## Exercise tasks
a) Reproduce verbatim the stretch of the chapter on tuples from "tuple('lup') + ('i', 'n')" through "('s', 'p', 'a', 'm', 's', 'p', 'a', 'm')".
b) According to the chapter on tuples, what must you include when creating a tuple with a single element?

## Selection
━━━
Chapter 11. Tuples

This chapter introduces one more built-in type, the tuple, and then shows how lists, dictionaries, and tuples work together. It also presents tuple assignment and a useful feature for functions with variable-length argument lists: the packing and unpacking operators.

In the exercises, we’ll use tuples, along with lists and dictionaries, to solve more word puzzles and implement efficient algorithms.

One note: there are two ways to pronounce “tuple.” Some people say “tuh-ple,” which rhymes with “supple.” But in the context of programming, most people say “too-ple,” which rhymes with “quadruple.”

Tuples Are Like Lists

A tuple is a sequence of values. The values can be any type, and they are indexed by integers, so tuples are a lot like lists. The important difference is that tuples are immutable.

To create a tuple, you can write a comma-separated list of values:

t = 'l', 'u', 'p', 'i', 'n'
type(t)
       
tuple
       

Although it is not necessary, it is common to enclose tuples in parentheses:

t = ('l', 'u', 'p', 'i', 'n')
type(t)
       
tuple
       

To create a tuple with a single element, you have to include a final comma:

t1 = 'p',
type(t1)
       
tuple
       

A single value in parentheses is not a tuple:

t2 = ('p')
type(t2)
       
str
       

Another way to create a tuple is the built-in function tuple. With no argument, it creates an empty tuple:

t = tuple()
t
       
()
       

If the argument is a sequence (string, list, or tuple), the result is a tuple with the elements of the sequence:

t = tuple('lupin')
t
       
('l', 'u', 'p', 'i', 'n')
       

Because tuple is the name of a built-in function, you should avoid using it as a variable name.

Most list operators also work with tuples. For example, the bracket operator indexes an element:

t[0]
       
'l'
       

And the slice operator selects a range of elements:

t[1:3]
       
('u', 'p')
       

The + operator concatenates tuples:

tuple('lup') + ('i', 'n')
       
('l', 'u', 'p', 'i', 'n')
       

And the * operator duplicates a tuple a given number of times:

tuple('spam') * 2 
        
('s', 'p', 'a', 'm', 's', 'p', 'a', 'm')
        

The sorted function works with tuples—but the result is a list, not a tuple:

sorted(t)
        
['i', 'l', 'n', 'p', 'u']
        

The reversed function also works with tuples:

reversed(t)
        
<reversed at 0x7f56c0072110>
        

The result is a reversed object, which we can convert to a list or tuple:

tuple(reversed(t))
        
('n', 'i', 'p', 'u', 'l')
        

Based on the examples so far, it might seem like tuples are the same as lists.

Tuple Assignment

You can put a tuple of variables on the left side of an assignment, and a tuple of values on the right:

a, b = 1, 2
        

The values are assigned to the variables from left to right—in this example, a gets the value 1, and b gets the value 2. We can display the results like this:

a, b
        
(1, 2)
━━━
## Recorded data
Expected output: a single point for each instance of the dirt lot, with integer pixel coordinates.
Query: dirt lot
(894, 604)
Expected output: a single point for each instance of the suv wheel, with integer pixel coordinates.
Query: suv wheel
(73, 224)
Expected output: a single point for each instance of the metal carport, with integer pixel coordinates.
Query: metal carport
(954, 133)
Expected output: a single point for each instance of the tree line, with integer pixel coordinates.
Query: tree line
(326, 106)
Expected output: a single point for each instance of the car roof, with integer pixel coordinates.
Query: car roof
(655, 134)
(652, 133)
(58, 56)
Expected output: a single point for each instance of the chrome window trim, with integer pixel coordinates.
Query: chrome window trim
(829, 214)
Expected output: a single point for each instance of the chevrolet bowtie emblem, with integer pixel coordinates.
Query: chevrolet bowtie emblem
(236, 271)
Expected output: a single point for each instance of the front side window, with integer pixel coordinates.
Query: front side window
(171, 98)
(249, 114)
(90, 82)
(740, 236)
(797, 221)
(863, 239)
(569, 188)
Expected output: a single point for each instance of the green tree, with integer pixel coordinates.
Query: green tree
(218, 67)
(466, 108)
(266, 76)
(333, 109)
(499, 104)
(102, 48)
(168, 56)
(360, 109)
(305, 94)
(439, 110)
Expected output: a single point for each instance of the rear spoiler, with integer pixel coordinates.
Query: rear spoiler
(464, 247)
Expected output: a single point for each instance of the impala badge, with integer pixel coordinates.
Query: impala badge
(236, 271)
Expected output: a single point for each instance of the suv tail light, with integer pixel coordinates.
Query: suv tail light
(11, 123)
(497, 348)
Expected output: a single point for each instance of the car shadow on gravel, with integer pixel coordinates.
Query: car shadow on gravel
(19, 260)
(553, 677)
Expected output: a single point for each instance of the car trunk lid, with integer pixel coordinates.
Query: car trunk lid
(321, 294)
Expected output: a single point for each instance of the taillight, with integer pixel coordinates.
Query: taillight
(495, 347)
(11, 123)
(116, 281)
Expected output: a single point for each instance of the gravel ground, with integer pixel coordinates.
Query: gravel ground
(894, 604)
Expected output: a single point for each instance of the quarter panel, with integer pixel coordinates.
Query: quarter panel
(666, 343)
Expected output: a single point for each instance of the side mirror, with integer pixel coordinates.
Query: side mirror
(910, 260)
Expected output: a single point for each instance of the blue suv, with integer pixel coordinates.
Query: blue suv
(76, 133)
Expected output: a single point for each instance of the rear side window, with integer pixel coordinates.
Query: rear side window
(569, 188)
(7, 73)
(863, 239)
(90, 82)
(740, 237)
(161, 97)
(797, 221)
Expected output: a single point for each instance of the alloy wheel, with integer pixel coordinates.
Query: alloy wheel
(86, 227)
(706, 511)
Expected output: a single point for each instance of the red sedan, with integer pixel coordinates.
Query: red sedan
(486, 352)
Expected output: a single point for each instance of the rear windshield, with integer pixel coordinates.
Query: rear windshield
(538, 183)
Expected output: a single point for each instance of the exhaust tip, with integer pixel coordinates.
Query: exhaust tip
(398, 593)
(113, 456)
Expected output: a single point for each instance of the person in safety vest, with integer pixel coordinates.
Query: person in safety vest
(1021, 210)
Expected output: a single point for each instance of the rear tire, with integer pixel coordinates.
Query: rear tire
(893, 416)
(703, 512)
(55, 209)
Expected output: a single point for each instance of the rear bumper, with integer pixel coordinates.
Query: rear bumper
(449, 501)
━━━
## Solutions per task
a)
tuple('lup') + ('i', 'n')
       
('l', 'u', 'p', 'i', 'n')
       

And the * operator duplicates a tuple a given number of times:

tuple('spam') * 2 
        
('s', 'p', 'a', 'm', 's', 'p', 'a', 'm')

b) A final comma.